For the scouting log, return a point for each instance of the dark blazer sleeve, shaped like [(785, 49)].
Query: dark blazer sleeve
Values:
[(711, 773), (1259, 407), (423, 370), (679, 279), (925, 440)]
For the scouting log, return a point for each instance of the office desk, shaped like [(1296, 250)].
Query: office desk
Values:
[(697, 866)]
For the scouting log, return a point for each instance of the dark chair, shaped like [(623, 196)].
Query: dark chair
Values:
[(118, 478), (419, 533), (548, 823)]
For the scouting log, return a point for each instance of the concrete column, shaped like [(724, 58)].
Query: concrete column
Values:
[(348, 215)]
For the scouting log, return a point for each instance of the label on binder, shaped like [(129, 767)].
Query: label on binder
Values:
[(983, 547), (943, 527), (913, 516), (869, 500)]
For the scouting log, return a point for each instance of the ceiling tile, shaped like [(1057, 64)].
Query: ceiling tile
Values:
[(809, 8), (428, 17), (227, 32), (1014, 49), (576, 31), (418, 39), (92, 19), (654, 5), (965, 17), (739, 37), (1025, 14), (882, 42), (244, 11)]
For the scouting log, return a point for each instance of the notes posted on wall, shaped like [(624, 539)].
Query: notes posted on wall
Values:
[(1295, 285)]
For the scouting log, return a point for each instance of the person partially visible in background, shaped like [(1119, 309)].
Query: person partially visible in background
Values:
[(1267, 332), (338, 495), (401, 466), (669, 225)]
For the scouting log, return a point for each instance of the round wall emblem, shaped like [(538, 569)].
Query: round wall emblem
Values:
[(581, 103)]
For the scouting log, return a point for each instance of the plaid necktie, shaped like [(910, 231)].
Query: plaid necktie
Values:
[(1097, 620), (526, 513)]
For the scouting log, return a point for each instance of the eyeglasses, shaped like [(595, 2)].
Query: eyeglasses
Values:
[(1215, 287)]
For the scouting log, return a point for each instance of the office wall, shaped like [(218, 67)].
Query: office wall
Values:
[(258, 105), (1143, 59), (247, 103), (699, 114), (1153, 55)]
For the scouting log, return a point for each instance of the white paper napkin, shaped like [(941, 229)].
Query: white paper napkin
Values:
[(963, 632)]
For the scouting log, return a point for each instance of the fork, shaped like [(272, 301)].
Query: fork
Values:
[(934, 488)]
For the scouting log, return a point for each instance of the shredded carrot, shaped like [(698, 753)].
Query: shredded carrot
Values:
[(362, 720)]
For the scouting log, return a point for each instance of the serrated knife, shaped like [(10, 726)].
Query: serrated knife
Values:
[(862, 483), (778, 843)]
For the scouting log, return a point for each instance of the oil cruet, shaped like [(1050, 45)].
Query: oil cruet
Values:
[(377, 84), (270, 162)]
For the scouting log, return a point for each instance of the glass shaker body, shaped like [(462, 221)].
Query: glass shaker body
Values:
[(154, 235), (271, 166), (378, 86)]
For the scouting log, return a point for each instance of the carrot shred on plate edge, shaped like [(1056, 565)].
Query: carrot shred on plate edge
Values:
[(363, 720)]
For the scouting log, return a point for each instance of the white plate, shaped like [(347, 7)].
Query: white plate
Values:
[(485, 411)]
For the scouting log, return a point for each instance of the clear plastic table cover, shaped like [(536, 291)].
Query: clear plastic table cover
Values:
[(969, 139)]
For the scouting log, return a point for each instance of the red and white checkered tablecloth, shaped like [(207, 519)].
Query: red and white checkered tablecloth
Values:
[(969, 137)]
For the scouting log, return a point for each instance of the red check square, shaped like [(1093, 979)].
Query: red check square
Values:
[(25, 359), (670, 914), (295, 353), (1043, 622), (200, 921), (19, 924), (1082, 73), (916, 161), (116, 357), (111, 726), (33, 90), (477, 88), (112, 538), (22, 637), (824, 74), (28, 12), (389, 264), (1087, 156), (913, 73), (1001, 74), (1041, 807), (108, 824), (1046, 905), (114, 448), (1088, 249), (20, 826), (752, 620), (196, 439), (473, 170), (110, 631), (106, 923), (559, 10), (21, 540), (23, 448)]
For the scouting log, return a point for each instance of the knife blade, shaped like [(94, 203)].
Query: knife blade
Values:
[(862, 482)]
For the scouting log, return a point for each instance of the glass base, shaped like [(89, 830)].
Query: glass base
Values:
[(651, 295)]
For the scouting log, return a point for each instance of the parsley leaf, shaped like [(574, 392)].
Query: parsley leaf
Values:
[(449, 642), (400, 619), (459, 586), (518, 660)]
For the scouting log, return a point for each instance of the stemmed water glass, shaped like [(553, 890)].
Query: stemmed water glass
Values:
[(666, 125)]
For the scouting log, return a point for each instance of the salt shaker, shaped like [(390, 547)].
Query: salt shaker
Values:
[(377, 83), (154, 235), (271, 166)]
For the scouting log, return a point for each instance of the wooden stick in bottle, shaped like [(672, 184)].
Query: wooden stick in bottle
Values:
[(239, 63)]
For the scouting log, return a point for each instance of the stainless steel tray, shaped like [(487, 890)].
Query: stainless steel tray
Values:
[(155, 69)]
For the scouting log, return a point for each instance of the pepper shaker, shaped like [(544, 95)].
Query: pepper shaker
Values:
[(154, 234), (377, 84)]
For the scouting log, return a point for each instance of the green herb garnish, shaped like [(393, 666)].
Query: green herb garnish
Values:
————
▶ What to produce
Please repeat the line that contains "like [(553, 890)]." and every line after it through the end of the material above, exactly and with nothing added.

▶ Finished exercise
For the scouting log, return a point for each instance of the stemmed water glass, shaped like [(553, 890)].
Query: stemmed water glass
Values:
[(666, 125)]
For the scouting log, return a point for each instance of the salt shaker, shaped like [(390, 547)].
Query: salt shaker
Values:
[(377, 83), (154, 235), (271, 166)]
For the scouting log, return a point for each instance of the wooden stick in bottle, shaped like [(672, 184)].
Query: wooden stick in bottle
Values:
[(239, 63)]
For the scouting log, return a point for each instance of the stainless steel tray, shaped like [(487, 890)].
Query: stainless steel tray
Values:
[(155, 69)]
For the scouting log, return a point for each instance of the pepper shaker, shaped like [(544, 95)].
Query: pepper shaker
Values:
[(154, 234), (377, 84)]
For the scouting log, return a point for each instance of the green herb garnish, shaped like [(393, 666)].
Query: green herb garnish
Values:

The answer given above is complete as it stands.